> Your assignment
After reading the lines below, count those that contain "grass" and give the count alone.

> The records
[Start of section]
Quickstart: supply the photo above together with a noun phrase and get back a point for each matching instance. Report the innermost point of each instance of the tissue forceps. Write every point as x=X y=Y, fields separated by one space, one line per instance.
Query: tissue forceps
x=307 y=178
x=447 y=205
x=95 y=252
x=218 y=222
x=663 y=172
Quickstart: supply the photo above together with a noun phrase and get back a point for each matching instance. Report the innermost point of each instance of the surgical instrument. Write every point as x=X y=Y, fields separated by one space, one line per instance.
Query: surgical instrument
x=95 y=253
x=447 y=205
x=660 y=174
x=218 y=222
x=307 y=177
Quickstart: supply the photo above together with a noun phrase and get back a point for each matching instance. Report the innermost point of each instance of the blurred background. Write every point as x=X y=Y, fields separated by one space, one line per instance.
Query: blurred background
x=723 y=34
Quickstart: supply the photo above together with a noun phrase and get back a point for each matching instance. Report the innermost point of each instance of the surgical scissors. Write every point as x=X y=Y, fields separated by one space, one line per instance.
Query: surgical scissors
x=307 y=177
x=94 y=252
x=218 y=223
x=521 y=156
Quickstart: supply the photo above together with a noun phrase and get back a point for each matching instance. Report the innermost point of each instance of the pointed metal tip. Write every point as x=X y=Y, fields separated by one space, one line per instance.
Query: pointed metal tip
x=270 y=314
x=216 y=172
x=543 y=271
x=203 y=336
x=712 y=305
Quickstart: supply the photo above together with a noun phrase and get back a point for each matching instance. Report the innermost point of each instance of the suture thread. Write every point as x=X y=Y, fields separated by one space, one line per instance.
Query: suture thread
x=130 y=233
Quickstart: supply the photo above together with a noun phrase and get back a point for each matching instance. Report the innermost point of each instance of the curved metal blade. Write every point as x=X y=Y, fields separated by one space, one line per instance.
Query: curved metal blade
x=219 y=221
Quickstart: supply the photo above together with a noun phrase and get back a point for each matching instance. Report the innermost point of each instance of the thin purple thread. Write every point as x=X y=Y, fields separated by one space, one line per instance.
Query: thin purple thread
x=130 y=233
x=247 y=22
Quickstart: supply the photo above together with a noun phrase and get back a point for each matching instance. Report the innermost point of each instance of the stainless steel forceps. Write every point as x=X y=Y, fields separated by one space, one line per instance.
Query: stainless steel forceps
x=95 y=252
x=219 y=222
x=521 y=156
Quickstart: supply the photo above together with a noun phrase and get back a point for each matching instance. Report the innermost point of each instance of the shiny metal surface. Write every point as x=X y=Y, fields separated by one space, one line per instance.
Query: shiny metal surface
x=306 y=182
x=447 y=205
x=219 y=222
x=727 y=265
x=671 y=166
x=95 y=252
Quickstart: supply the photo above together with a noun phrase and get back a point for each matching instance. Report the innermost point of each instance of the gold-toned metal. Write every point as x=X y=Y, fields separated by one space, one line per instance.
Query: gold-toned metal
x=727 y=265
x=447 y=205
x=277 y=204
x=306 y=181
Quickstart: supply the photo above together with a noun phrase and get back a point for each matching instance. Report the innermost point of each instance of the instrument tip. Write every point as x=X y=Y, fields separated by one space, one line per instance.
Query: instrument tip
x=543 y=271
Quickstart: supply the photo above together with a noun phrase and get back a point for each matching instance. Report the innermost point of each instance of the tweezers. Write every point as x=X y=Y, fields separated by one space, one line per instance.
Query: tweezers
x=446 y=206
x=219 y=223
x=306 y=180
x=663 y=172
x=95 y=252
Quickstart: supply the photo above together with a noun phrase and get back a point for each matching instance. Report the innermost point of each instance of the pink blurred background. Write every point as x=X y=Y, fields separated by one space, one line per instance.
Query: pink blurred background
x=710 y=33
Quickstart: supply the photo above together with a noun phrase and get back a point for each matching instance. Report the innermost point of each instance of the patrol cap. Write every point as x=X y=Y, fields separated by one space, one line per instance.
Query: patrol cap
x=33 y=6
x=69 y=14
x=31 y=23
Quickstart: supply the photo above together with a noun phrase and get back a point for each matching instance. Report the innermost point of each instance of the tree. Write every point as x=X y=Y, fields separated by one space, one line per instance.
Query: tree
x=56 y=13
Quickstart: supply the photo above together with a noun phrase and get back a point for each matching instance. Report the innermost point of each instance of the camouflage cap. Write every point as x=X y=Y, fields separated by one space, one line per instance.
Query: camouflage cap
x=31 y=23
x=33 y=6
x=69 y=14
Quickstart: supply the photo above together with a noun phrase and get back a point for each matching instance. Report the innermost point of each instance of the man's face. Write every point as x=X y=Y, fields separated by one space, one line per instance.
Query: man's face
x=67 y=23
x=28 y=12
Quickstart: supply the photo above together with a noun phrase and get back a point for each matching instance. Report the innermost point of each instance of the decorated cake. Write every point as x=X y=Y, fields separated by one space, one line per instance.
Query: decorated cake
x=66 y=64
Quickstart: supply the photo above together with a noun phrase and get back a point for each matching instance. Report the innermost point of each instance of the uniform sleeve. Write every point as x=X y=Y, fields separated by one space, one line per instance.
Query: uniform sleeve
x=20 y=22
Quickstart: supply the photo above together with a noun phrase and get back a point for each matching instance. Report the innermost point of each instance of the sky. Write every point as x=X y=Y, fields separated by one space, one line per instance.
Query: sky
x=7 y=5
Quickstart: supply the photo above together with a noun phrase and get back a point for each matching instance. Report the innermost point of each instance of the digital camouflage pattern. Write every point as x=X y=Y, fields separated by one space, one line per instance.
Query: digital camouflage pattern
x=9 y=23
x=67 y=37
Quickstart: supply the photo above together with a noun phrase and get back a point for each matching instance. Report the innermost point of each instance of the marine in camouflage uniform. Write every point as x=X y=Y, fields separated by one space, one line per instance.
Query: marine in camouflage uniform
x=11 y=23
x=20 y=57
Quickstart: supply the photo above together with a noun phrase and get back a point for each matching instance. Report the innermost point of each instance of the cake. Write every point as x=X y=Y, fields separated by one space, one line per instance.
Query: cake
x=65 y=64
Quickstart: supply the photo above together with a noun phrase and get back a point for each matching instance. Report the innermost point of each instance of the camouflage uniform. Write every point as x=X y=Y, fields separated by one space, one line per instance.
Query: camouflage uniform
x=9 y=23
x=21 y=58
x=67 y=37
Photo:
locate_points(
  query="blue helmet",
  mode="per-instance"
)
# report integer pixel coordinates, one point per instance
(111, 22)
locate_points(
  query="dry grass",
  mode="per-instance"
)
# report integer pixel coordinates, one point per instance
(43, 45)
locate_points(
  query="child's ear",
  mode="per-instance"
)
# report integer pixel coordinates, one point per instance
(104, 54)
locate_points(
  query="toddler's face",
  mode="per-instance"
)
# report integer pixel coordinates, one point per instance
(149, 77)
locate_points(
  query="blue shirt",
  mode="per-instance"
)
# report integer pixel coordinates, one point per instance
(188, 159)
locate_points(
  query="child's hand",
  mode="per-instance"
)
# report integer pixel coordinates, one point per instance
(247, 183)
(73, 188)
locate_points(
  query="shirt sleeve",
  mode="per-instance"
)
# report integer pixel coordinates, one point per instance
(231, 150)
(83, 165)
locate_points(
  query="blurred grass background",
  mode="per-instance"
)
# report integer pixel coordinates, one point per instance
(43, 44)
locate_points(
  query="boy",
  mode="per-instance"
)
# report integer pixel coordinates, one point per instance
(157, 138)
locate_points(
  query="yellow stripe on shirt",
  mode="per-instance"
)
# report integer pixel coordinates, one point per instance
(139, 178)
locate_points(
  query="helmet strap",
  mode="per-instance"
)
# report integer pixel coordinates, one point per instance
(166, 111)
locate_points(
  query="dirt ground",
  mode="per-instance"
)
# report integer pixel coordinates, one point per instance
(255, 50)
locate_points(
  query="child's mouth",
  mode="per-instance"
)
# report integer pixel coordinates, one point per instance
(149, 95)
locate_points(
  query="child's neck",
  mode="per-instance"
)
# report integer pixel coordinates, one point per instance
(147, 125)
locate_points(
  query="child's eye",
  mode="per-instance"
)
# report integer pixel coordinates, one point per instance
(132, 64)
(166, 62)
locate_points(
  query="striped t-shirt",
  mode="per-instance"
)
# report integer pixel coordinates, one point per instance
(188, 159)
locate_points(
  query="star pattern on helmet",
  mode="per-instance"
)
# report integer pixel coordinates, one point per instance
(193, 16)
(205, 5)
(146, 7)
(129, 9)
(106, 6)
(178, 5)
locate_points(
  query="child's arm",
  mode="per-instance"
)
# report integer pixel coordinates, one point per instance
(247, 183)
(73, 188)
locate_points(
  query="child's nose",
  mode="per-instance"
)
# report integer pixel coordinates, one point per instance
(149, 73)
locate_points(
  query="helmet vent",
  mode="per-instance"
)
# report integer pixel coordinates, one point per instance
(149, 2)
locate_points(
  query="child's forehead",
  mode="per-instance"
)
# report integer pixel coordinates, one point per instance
[End of section]
> Answer space
2